BEGIN Passage

Hi,

Christopher Baines <[email protected]> skribis:

> So one of the things that's currently restricted to doing by one job at
> a time in the Guix Data Service is running latest-repository-commit from
> the (guix git) module.
>
> Previously this was more of a problem for the Guix Data Service, as a
> large section of the work for loading information about a revision was
> serialised to avoid the potential for contention over the cached
> checkout this procedure uses. There's still a lock used now, but I
> realised when looking in to this further that it's only necessary to
> lock around this specific call, not the larger section that was
> restricted previously.

END Passage

* **Task 1**:
Answer these about the message:
(a) Who wrote the quoted message?
(b) Which module is latest-repository-commit run from?
(c) Around what does the message say a lock is now necessary?
The message and the records that follow it are unrelated to each other.

BEGIN Records for the task

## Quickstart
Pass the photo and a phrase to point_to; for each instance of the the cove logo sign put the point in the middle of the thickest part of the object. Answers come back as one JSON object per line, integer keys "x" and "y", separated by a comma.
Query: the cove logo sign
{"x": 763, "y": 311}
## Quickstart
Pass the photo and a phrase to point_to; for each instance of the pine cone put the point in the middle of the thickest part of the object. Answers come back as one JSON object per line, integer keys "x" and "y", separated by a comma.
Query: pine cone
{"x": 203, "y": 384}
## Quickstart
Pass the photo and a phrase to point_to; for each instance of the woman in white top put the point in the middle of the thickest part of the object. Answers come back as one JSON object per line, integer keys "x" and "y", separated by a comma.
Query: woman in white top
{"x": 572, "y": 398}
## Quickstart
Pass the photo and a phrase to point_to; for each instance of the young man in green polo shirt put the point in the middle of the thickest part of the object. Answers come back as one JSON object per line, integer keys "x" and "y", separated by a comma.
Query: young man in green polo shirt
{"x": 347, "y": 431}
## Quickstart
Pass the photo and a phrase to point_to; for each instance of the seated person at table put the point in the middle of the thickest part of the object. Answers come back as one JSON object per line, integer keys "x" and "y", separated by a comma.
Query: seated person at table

END Records for the task

* **Task 2**:
Gather every line of the records that contains the string "shirt", treating case as significant.

* **Result 1**:
(a) Christopher Baines
(b) The (guix git) module
(c) Only around this specific call, not the larger section that was restricted previously

* **Result 2**:
Pass the photo and a phrase to point_to; for each instance of the young man in green polo shirt put the point in the middle of the thickest part of the object. Answers come back as one JSON object per line, integer keys "x" and "y", separated by a comma.
Query: young man in green polo shirt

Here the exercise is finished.